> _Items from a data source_
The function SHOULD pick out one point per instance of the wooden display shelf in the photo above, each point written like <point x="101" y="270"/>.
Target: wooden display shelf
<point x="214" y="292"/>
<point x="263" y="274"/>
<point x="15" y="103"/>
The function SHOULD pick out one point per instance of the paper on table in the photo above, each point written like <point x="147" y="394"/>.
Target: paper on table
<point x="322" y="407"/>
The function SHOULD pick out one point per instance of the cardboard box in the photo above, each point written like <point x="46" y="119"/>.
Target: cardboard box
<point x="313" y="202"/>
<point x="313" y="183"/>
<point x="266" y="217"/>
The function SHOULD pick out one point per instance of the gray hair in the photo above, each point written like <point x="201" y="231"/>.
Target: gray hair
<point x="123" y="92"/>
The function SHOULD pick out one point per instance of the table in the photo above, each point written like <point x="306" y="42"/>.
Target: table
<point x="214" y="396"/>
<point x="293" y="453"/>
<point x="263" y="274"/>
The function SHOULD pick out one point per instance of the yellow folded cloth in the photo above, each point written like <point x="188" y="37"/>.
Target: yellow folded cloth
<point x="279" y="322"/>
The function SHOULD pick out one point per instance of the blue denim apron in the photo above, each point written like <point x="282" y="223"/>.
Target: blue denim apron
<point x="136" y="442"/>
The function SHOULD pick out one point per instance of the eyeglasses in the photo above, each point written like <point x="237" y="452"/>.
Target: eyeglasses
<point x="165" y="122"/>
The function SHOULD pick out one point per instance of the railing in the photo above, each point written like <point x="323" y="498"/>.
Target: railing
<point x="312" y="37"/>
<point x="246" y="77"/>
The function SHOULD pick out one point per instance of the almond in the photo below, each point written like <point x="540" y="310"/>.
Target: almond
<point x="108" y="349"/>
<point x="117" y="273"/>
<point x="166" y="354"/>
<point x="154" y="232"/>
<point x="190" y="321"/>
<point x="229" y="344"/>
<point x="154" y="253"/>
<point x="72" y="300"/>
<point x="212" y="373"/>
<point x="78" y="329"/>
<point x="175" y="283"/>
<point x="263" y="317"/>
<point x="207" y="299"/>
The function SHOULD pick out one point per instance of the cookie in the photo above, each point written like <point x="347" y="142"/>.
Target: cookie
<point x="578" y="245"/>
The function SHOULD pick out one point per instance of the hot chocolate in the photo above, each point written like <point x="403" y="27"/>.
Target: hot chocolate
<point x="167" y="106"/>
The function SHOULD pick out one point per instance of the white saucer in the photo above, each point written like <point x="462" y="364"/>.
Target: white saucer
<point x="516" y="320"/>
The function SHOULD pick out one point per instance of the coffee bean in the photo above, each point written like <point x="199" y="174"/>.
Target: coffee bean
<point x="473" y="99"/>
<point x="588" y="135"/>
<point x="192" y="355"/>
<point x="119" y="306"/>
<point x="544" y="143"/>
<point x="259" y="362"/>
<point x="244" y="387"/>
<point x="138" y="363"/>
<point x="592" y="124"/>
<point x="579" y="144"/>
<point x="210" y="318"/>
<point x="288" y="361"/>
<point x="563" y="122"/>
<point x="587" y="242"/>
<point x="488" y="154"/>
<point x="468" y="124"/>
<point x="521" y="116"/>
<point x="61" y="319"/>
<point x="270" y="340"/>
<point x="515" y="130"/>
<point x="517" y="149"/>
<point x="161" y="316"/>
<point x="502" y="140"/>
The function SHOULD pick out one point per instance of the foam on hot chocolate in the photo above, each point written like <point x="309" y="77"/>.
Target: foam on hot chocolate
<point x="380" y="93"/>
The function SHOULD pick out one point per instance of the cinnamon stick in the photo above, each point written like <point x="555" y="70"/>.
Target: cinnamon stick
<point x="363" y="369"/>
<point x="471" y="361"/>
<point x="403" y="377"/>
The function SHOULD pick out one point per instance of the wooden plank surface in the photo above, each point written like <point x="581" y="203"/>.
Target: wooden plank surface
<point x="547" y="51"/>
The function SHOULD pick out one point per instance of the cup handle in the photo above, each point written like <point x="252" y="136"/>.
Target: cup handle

> _Task prompt_
Retype the entries one by one, exactly.

> _Task solution_
The function SHOULD pick out one point per instance of the wooden display shelf in the photo above, each point written like <point x="101" y="270"/>.
Target: wooden display shelf
<point x="214" y="292"/>
<point x="263" y="274"/>
<point x="15" y="103"/>
The function SHOULD pick out one point per instance of the paper on table in the photo above, each point written like <point x="147" y="394"/>.
Target: paper on table
<point x="322" y="407"/>
The function SHOULD pick out one point per instance of the cardboard box in the photo above, each point written like <point x="46" y="119"/>.
Target: cardboard box
<point x="313" y="202"/>
<point x="313" y="183"/>
<point x="266" y="217"/>
The function SHOULD pick out one point per instance of the gray hair in the photo above, each point written like <point x="201" y="231"/>.
Target: gray hair
<point x="123" y="92"/>
The function SHOULD pick out one point per instance of the table in the photo above, each point written like <point x="306" y="42"/>.
Target: table
<point x="214" y="396"/>
<point x="293" y="453"/>
<point x="263" y="274"/>
The function SHOULD pick out one point per instance of the yellow folded cloth in the photo above, each point written like <point x="188" y="37"/>.
Target: yellow folded cloth
<point x="279" y="322"/>
The function SHOULD pick out one point per instance of the blue denim apron in the photo above, each point written like <point x="282" y="223"/>.
Target: blue denim apron
<point x="136" y="442"/>
The function SHOULD pick out one point per instance of the eyeglasses in the photo above, each point written like <point x="237" y="452"/>.
Target: eyeglasses
<point x="165" y="122"/>
The function SHOULD pick out one point per instance of the railing in the photo above, each point written like <point x="323" y="498"/>.
Target: railing
<point x="312" y="37"/>
<point x="246" y="77"/>
The function SHOULD pick out one point per instance of the almond in the photo below, each point written like <point x="540" y="310"/>.
Target: almond
<point x="108" y="349"/>
<point x="117" y="273"/>
<point x="166" y="354"/>
<point x="154" y="232"/>
<point x="190" y="321"/>
<point x="229" y="344"/>
<point x="154" y="253"/>
<point x="72" y="300"/>
<point x="212" y="373"/>
<point x="78" y="329"/>
<point x="175" y="283"/>
<point x="263" y="317"/>
<point x="207" y="299"/>
The function SHOULD pick out one point per instance of the cookie in the photo above, each point written like <point x="347" y="142"/>.
Target: cookie
<point x="578" y="245"/>
The function SHOULD pick out one point per instance of the hot chocolate in the photo above, each point written like <point x="403" y="27"/>.
Target: hot chocolate
<point x="167" y="106"/>
The function SHOULD pick out one point per instance of the white saucer in the photo above, each point written like <point x="462" y="364"/>.
Target: white saucer
<point x="516" y="320"/>
The function SHOULD pick out one point per instance of the coffee bean in the photo above, each point written like <point x="199" y="174"/>.
Target: coffee bean
<point x="473" y="99"/>
<point x="588" y="135"/>
<point x="192" y="355"/>
<point x="119" y="306"/>
<point x="544" y="143"/>
<point x="259" y="362"/>
<point x="244" y="387"/>
<point x="138" y="363"/>
<point x="592" y="124"/>
<point x="579" y="144"/>
<point x="210" y="318"/>
<point x="288" y="361"/>
<point x="563" y="122"/>
<point x="587" y="242"/>
<point x="488" y="154"/>
<point x="468" y="124"/>
<point x="521" y="116"/>
<point x="61" y="319"/>
<point x="270" y="340"/>
<point x="515" y="130"/>
<point x="517" y="149"/>
<point x="161" y="316"/>
<point x="502" y="140"/>
The function SHOULD pick out one point per instance of the foam on hot chocolate in the photo above, each point written like <point x="309" y="77"/>.
Target: foam on hot chocolate
<point x="380" y="93"/>
The function SHOULD pick out one point per instance of the cinnamon stick in the photo above, each point written like <point x="555" y="70"/>.
Target: cinnamon stick
<point x="363" y="369"/>
<point x="471" y="361"/>
<point x="403" y="377"/>
The function SHOULD pick out one point per instance of the wooden plank surface in the photo above, each point written like <point x="581" y="203"/>.
Target: wooden plank surface
<point x="547" y="51"/>
The function SHOULD pick out one point per instance of the cup handle in the photo above, each point written like <point x="252" y="136"/>.
Target: cup handle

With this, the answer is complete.